MATERIAL FOR THIS EXERCISE:

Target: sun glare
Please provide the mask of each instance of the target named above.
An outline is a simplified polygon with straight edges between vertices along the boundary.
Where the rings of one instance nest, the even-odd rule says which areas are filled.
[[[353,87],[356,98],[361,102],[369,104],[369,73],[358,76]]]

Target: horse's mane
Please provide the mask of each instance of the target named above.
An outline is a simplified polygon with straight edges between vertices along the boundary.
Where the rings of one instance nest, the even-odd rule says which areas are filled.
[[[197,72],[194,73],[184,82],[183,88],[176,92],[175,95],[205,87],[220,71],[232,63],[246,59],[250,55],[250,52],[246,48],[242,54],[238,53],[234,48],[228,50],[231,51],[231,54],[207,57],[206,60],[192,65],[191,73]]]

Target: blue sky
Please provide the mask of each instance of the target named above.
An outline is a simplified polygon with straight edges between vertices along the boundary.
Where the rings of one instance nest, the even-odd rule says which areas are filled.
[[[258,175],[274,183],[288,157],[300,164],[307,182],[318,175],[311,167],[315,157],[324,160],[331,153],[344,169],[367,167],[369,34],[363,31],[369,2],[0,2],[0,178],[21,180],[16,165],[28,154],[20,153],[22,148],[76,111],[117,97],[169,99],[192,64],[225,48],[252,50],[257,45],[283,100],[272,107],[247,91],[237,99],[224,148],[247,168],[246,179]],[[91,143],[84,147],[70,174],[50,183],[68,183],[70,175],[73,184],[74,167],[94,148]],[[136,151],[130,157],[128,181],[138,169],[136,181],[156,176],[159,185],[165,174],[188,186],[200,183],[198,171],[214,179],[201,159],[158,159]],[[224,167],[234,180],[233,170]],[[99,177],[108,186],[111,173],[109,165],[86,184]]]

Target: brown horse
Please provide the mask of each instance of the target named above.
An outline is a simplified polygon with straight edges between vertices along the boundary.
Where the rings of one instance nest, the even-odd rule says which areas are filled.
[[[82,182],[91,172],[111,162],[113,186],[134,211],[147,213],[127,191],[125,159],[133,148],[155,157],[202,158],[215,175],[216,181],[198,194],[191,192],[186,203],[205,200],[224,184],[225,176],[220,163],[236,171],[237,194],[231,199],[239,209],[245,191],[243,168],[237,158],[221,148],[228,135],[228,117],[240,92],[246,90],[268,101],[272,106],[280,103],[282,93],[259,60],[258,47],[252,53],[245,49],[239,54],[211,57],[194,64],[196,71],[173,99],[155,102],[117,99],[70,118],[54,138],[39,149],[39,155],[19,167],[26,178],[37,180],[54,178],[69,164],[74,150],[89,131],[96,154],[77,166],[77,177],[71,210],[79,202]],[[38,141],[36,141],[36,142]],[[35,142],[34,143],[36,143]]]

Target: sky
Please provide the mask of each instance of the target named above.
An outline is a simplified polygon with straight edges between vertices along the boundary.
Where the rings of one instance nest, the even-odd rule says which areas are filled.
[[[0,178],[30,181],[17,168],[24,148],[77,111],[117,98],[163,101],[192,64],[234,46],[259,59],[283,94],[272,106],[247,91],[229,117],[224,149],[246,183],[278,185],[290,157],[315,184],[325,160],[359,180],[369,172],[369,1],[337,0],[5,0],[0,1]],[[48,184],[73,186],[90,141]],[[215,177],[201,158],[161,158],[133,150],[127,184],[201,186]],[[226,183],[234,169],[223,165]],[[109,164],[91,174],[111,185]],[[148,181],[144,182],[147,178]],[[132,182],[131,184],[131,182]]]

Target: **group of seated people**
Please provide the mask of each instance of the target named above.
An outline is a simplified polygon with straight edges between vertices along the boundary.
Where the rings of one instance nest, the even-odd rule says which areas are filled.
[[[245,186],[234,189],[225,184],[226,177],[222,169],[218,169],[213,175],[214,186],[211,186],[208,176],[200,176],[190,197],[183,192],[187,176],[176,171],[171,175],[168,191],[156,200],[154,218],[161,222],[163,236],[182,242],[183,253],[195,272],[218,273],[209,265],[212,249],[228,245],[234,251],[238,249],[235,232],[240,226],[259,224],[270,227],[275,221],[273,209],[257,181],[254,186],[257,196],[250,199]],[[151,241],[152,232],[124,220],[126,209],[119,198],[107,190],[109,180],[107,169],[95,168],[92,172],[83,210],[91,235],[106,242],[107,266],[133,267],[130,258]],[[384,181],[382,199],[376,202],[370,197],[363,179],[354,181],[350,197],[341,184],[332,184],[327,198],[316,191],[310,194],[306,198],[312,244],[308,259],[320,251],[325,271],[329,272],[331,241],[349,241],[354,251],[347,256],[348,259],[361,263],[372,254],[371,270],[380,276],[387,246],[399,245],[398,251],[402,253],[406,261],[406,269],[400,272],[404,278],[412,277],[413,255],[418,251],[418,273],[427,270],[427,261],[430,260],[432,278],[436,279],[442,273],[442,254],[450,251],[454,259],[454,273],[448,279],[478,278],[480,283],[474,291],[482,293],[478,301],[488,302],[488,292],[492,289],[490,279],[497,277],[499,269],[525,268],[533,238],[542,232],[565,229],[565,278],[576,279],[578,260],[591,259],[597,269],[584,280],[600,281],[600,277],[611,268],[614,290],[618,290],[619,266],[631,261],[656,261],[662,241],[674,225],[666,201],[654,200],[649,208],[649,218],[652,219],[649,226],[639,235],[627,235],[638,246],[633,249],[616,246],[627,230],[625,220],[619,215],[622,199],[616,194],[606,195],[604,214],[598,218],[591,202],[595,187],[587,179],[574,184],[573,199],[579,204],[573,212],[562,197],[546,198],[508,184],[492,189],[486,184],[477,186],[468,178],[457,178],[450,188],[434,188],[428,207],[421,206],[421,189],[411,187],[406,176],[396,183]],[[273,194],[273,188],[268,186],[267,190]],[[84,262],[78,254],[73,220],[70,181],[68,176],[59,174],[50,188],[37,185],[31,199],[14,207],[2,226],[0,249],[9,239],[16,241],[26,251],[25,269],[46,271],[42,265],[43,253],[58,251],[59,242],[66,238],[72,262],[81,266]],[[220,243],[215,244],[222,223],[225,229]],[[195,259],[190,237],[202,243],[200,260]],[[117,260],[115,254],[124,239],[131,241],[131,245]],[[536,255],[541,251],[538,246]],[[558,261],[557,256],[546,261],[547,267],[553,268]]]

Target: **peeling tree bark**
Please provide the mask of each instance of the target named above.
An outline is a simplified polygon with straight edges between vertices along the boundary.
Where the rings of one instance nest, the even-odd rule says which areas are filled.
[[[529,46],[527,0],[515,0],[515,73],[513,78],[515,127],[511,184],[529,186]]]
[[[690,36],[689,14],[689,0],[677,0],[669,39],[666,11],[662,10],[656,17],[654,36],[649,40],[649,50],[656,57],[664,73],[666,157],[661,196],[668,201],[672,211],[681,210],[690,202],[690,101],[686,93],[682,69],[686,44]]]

DIRECTION: Reproduce every one of the lines above word for word, with nothing changed.

SOLUTION TO THE PROBLEM:
Target: sun glare
Please provide the mask of each instance of the target named above.
An outline is a simplified polygon with straight edges between vertices along the boundary.
Where the rings of one instance nest, the even-odd rule says which areas are filled.
[[[353,87],[356,98],[361,102],[369,104],[369,73],[358,76]]]

Target: horse's mane
Please provide the mask of each instance of the target named above.
An outline is a simplified polygon with straight edges between vertices along the boundary.
Where the rings of one instance nest, the even-odd rule says which areas are filled.
[[[197,72],[194,73],[184,82],[183,88],[176,92],[175,95],[205,87],[220,71],[232,63],[246,59],[250,55],[250,52],[246,48],[242,54],[238,53],[234,48],[228,50],[231,51],[231,54],[207,57],[206,60],[192,65],[191,73]]]

Target: blue sky
Please provide the mask of each instance of the target named above.
An outline is a simplified polygon with straight edges between vertices along the boundary.
Where the rings of one instance nest, the even-odd rule says which areas are filled.
[[[258,175],[274,183],[288,157],[300,164],[307,182],[318,175],[311,167],[315,157],[324,160],[331,153],[344,169],[367,167],[369,34],[363,31],[369,2],[0,2],[0,178],[21,180],[16,165],[28,154],[20,153],[22,148],[76,111],[117,97],[169,99],[192,64],[225,48],[252,50],[257,45],[283,100],[272,107],[247,91],[237,99],[224,148],[247,168],[246,179]],[[91,143],[84,147],[70,174],[50,183],[68,183],[70,175],[73,184],[74,167],[94,148]],[[136,151],[130,157],[128,181],[138,169],[136,181],[156,176],[159,185],[165,174],[188,186],[200,183],[198,171],[214,179],[201,159],[158,159]],[[224,167],[234,180],[233,170]],[[99,177],[108,186],[111,173],[109,165],[86,184]]]

Target: brown horse
Please provide the mask of each instance of the target named above.
An outline is a simplified polygon with straight edges between vertices along the boundary.
Where the rings of one instance nest, the even-odd rule says which areas are filled.
[[[82,182],[91,172],[111,162],[113,186],[134,211],[147,213],[127,191],[125,159],[133,148],[155,157],[202,158],[215,175],[216,181],[198,194],[191,192],[186,203],[205,200],[224,184],[225,176],[220,163],[236,171],[237,194],[231,199],[239,209],[245,191],[243,168],[237,158],[221,148],[228,135],[228,117],[240,92],[246,90],[268,101],[272,106],[280,103],[282,93],[259,60],[258,47],[252,53],[245,49],[239,54],[211,57],[194,64],[196,71],[173,99],[155,102],[117,99],[70,118],[54,138],[39,149],[39,155],[19,167],[26,178],[37,180],[54,178],[69,164],[74,150],[89,131],[96,154],[77,166],[77,177],[71,210],[79,202]],[[38,141],[36,141],[36,142]],[[35,142],[34,143],[36,143]]]

Target: sky
Please provide the mask of each instance of the target named above.
An outline is a simplified polygon with straight edges between vertices along the boundary.
Where the rings of one instance nest, the even-odd rule says which areas are filled.
[[[0,178],[30,181],[17,168],[24,148],[77,111],[117,98],[163,101],[192,64],[234,46],[259,59],[283,94],[272,106],[247,91],[229,117],[224,149],[246,183],[278,185],[290,157],[315,184],[325,160],[359,180],[369,172],[369,1],[337,0],[5,0],[0,1]],[[48,184],[73,186],[90,141]],[[215,177],[201,158],[161,158],[133,150],[127,184],[201,186]],[[226,183],[234,169],[223,165]],[[109,164],[91,174],[111,185]],[[148,181],[144,182],[147,178]],[[132,182],[131,184],[131,182]]]

Target: **group of seated people**
Please provide the mask of each instance of the target named above.
An outline is a simplified polygon with straight edges between vertices along the boundary.
Where the rings of one instance nest, the even-odd rule says which areas are filled.
[[[245,186],[234,189],[225,184],[226,177],[222,169],[218,169],[213,175],[214,186],[211,186],[208,176],[200,176],[190,197],[183,192],[187,176],[176,171],[171,175],[168,191],[156,200],[154,218],[161,222],[163,236],[182,242],[183,253],[195,272],[218,273],[209,265],[212,249],[228,245],[234,251],[238,249],[235,232],[240,226],[259,224],[270,227],[275,221],[273,209],[257,181],[254,186],[257,196],[250,199]],[[151,241],[152,232],[124,220],[126,209],[119,198],[107,190],[109,180],[107,169],[95,168],[92,172],[83,210],[91,235],[106,242],[107,266],[133,267],[130,258]],[[384,181],[382,199],[376,202],[370,197],[363,179],[354,181],[350,197],[341,184],[332,184],[327,198],[316,191],[310,194],[306,198],[312,244],[308,259],[320,251],[325,271],[329,272],[331,241],[349,241],[354,251],[347,256],[348,259],[361,263],[372,254],[371,270],[380,276],[387,246],[399,245],[398,251],[402,253],[406,261],[406,269],[400,272],[404,278],[412,277],[413,255],[418,251],[418,273],[427,270],[427,261],[430,260],[432,278],[436,279],[442,273],[442,254],[450,251],[454,259],[454,273],[448,279],[478,278],[480,283],[474,291],[482,293],[478,301],[488,302],[488,292],[492,289],[490,279],[497,277],[499,269],[525,268],[533,238],[542,232],[565,229],[565,278],[576,279],[578,260],[591,259],[597,269],[584,280],[600,281],[600,277],[611,268],[614,290],[618,290],[619,266],[631,261],[656,261],[662,241],[674,225],[666,201],[654,200],[649,208],[649,218],[652,219],[649,226],[639,235],[627,235],[638,246],[633,249],[616,246],[627,230],[625,220],[619,215],[622,199],[616,194],[606,195],[604,214],[598,218],[591,202],[595,187],[587,179],[574,184],[573,199],[579,204],[573,212],[562,197],[546,198],[508,184],[492,189],[486,184],[477,186],[468,178],[457,178],[450,188],[434,188],[428,207],[421,206],[421,189],[411,187],[406,176],[396,183]],[[273,194],[273,188],[268,186],[267,190]],[[84,262],[78,254],[73,220],[70,181],[68,176],[59,174],[50,188],[37,185],[31,199],[14,207],[2,226],[0,249],[9,239],[16,241],[26,251],[25,269],[46,271],[42,265],[43,253],[58,251],[59,242],[66,238],[72,262],[81,266]],[[220,243],[215,244],[222,223],[225,229]],[[195,259],[190,237],[202,243],[200,260]],[[117,260],[115,254],[124,239],[131,241],[131,245]],[[536,255],[541,251],[538,246]],[[558,261],[557,256],[546,261],[547,267],[553,268]]]

Target: **peeling tree bark**
Please provide the mask of each instance of the target named above.
An outline is a simplified polygon with straight edges between vertices along the boundary.
Where the rings of one instance nest, the even-odd rule says which areas are filled.
[[[529,46],[527,0],[515,0],[515,73],[513,78],[515,127],[511,184],[529,186]]]
[[[690,36],[689,14],[689,0],[677,0],[669,39],[666,11],[662,10],[656,17],[654,36],[649,40],[649,50],[656,57],[664,73],[666,157],[661,196],[668,201],[672,211],[681,210],[690,202],[690,101],[686,93],[682,69],[686,44]]]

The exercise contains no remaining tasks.